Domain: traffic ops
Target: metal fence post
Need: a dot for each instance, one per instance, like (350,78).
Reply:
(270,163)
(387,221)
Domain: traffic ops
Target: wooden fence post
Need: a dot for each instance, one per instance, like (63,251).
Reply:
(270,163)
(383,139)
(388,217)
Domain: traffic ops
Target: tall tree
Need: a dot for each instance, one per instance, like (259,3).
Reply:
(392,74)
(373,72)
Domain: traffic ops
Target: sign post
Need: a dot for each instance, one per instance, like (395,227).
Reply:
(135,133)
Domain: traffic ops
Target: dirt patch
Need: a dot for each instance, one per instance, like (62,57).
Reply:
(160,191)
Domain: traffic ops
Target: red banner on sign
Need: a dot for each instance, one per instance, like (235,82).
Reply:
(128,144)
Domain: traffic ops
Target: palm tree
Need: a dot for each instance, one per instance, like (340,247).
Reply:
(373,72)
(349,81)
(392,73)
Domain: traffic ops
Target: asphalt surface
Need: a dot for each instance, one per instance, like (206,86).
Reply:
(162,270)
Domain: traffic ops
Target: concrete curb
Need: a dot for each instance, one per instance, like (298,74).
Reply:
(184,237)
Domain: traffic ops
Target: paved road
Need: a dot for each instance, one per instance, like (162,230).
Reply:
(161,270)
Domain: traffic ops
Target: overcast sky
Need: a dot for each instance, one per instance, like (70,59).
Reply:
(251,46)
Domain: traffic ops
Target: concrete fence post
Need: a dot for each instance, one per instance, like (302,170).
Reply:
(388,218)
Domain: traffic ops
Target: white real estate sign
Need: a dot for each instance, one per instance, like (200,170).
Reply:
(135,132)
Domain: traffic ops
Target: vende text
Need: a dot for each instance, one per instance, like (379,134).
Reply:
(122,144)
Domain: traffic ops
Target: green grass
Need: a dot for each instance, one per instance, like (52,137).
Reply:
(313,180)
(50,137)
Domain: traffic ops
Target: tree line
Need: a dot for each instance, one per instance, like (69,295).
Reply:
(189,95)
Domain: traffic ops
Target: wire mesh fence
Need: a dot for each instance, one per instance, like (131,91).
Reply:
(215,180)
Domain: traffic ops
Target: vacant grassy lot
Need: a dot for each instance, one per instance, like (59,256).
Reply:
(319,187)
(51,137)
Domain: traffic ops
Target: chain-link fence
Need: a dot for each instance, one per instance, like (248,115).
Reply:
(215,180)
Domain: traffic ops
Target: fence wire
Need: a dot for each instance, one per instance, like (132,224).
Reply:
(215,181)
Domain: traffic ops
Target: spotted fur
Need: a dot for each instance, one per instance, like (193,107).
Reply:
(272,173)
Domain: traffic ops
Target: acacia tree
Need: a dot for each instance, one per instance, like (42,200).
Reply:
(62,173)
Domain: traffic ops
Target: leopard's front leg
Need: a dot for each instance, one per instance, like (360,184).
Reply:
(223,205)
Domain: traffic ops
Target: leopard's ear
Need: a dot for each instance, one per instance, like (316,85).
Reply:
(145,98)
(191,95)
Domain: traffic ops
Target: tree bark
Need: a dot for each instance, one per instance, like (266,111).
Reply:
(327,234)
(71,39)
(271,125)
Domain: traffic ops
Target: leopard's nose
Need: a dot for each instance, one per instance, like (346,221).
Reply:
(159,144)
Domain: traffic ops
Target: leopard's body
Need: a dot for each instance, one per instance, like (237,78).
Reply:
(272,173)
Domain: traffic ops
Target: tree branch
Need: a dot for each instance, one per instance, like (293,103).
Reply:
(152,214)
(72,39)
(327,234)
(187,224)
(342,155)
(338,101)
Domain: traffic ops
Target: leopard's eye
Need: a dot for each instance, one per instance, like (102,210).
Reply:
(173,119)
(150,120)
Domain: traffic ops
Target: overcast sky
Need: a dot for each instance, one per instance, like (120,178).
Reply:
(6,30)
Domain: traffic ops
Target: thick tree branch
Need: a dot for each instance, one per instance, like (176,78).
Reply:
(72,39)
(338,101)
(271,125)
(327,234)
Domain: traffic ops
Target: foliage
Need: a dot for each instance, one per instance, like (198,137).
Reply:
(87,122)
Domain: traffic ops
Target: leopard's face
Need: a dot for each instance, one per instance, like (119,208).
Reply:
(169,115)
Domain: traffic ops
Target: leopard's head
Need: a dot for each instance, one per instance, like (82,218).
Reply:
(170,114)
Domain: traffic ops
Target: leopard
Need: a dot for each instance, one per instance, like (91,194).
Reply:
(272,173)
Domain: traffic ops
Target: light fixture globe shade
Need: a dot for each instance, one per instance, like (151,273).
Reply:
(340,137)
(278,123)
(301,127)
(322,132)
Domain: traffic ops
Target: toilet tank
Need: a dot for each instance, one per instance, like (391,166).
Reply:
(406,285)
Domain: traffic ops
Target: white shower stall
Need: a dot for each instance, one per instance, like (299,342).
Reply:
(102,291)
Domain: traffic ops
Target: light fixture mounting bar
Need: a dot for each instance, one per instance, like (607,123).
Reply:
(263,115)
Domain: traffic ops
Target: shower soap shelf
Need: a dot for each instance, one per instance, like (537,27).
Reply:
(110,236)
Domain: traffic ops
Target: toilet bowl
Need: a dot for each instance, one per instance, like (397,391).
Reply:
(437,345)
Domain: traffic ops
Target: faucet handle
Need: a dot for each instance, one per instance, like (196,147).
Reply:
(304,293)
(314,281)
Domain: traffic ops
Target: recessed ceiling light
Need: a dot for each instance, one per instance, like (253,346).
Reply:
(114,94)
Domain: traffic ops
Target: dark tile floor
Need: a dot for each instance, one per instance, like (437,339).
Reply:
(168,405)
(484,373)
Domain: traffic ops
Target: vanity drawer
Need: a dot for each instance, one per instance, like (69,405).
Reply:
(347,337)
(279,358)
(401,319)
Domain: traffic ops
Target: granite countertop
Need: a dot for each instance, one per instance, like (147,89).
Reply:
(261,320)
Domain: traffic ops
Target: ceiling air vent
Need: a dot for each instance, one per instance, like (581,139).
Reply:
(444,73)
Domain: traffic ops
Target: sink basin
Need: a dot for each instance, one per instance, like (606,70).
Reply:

____

**Written request**
Transcribe the full listing above without leaving anything out.

**Solution**
Domain: traffic ops
Target: metal fence post
Need: a dot for each instance, one per instance, like (350,78).
Reply:
(270,163)
(387,221)
Domain: traffic ops
Target: wooden fence post
Need: a dot for each instance, one per instance, like (63,251).
Reply:
(270,163)
(383,139)
(388,217)
Domain: traffic ops
Target: tall tree
Need: a dot for each instance, one per instance, like (259,3).
Reply:
(392,74)
(373,72)
Domain: traffic ops
Target: sign post
Need: a dot for each instance, one per instance, like (395,227).
Reply:
(135,133)
Domain: traffic ops
Target: dirt patch
Need: a dot for each instance, one per instance, like (62,57).
Reply:
(160,191)
Domain: traffic ops
Target: red banner on sign
Need: a dot for each instance, one per instance, like (235,82).
Reply:
(128,144)
Domain: traffic ops
Target: palm tree
Need: a dot for each instance, one per instance, like (340,247).
Reply:
(373,72)
(349,81)
(392,73)
Domain: traffic ops
Target: asphalt surface
Need: a dot for each instance, one per instance, like (206,86).
Reply:
(162,270)
Domain: traffic ops
Target: concrete curb
Need: a dot for each instance, one per instance, like (298,74).
Reply:
(184,237)
Domain: traffic ops
Target: paved road
Need: a dot for each instance, one per instance, like (162,230).
Reply:
(161,270)
Domain: traffic ops
Target: overcast sky
Need: a dot for each instance, one per instance, like (70,59).
Reply:
(251,46)
Domain: traffic ops
Target: concrete fence post
Need: a dot for each instance, one per instance, like (302,170).
Reply:
(388,218)
Domain: traffic ops
Target: white real estate sign
Need: a dot for each instance, one per instance, like (200,170).
Reply:
(135,132)
Domain: traffic ops
Target: vende text
Need: a dot for each instance, one per instance, like (379,134).
Reply:
(122,144)
Domain: traffic ops
Target: green grass
Need: a dot for each instance, one per instance, like (52,137).
Reply:
(313,180)
(50,137)
Domain: traffic ops
Target: tree line
Need: a dot for each instance, one per instance, like (69,295).
Reply:
(189,95)
Domain: traffic ops
Target: wire mesh fence
Need: a dot for each instance, one per instance, like (131,91).
Reply:
(215,180)
Domain: traffic ops
Target: vacant grassy lot
Need: a dot for each instance, one per instance, like (59,256).
Reply:
(319,187)
(51,137)
Domain: traffic ops
Target: chain-link fence
Need: a dot for each instance, one per instance, like (248,115).
Reply:
(215,180)
Domain: traffic ops
Target: fence wire
Need: a dot for each instance, one per instance, like (132,224).
Reply:
(215,181)
Domain: traffic ops
Target: spotted fur
Need: a dot for each instance, one per instance, like (193,107).
Reply:
(272,173)
Domain: traffic ops
Target: acacia tree
Need: a dot for each instance, one per instance, like (42,200).
Reply:
(62,173)
Domain: traffic ops
Target: leopard's front leg
Need: a dot for each instance, one per instance, like (360,184).
Reply:
(223,205)
Domain: traffic ops
Target: leopard's ear
Need: a dot for each instance, one per instance, like (316,85).
Reply:
(145,98)
(191,95)
Domain: traffic ops
Target: tree bark
Need: a dot for each instance, one per instance, like (266,111).
Reply:
(327,234)
(71,39)
(271,125)
Domain: traffic ops
Target: leopard's nose
Need: a dot for each instance, one per instance, like (346,221).
Reply:
(159,144)
Domain: traffic ops
Target: leopard's body
Need: a dot for each instance, one per instance, like (237,78).
Reply:
(272,173)
Domain: traffic ops
Target: tree branch
Need: a dot for each instance, one per instance, like (293,103).
Reply:
(152,214)
(72,39)
(327,234)
(187,224)
(342,155)
(338,101)
Domain: traffic ops
Target: leopard's eye
Need: a dot for each instance, one per instance, like (102,210).
Reply:
(173,119)
(150,120)
Domain: traffic ops
Target: overcast sky
Need: a dot for each instance, one per instance, like (120,178).
Reply:
(6,30)
Domain: traffic ops
Target: thick tree branch
Need: a dot for each instance, one per instance, like (176,78).
Reply:
(72,39)
(338,101)
(271,125)
(327,234)
Domain: traffic ops
Target: foliage
Need: a dot for each instance, one per instance, like (198,137).
Reply:
(87,122)
Domain: traffic ops
Target: leopard's face
Need: a dot for each instance, one per instance, like (119,208).
Reply:
(169,115)
Domain: traffic ops
Target: leopard's head
Need: a dot for each instance, one per instance, like (82,218).
Reply:
(170,114)
Domain: traffic ops
Target: leopard
Need: a dot for each instance, one per instance, like (91,194).
Reply:
(272,173)
Domain: traffic ops
Target: light fixture globe shade
Need: a dot for each instance, one per instance, like (151,273).
Reply:
(340,137)
(278,123)
(301,127)
(322,132)
Domain: traffic ops
Target: toilet tank
Need: a dot for each instance, one per instance, like (391,166).
Reply:
(406,285)
Domain: traffic ops
Target: white shower stall
Need: a dot for each instance, one per instance, like (299,342).
Reply:
(102,291)
Domain: traffic ops
Target: light fixture mounting bar
Need: a dot for each instance, one per instance, like (607,123).
Reply:
(263,115)
Domain: traffic ops
Target: shower soap shelf
Need: a dot for each instance, one per instance, like (537,27).
Reply:
(110,236)
Domain: traffic ops
Target: toilet bowl
Need: a dot for each instance, one per instance, like (397,391).
Reply:
(437,345)
Domain: traffic ops
Target: faucet handle
Need: a dot for each instance, one per instance, like (196,147).
Reply:
(304,293)
(314,281)
Domain: traffic ops
Target: recessed ceiling light
Need: a dot for each instance, one per instance, like (253,346).
Reply:
(114,94)
Domain: traffic ops
Target: dark tile floor
Need: a dot for each instance, one per instance, like (437,339).
Reply:
(168,405)
(484,373)
Domain: traffic ops
Target: vanity drawer
Need: a dot for each instance, one per instance, like (69,405).
Reply:
(347,337)
(279,358)
(401,319)
Domain: traffic ops
Target: granite countertop
Need: a dot for each instance, one per instance, like (147,89).
Reply:
(261,320)
Domain: traffic ops
Target: ceiling air vent
Need: a dot for each instance, one per instance, like (581,139).
Reply:
(444,73)
Domain: traffic ops
Target: sink basin
Need: a dot for each instance, one per instance, like (606,70).
Reply:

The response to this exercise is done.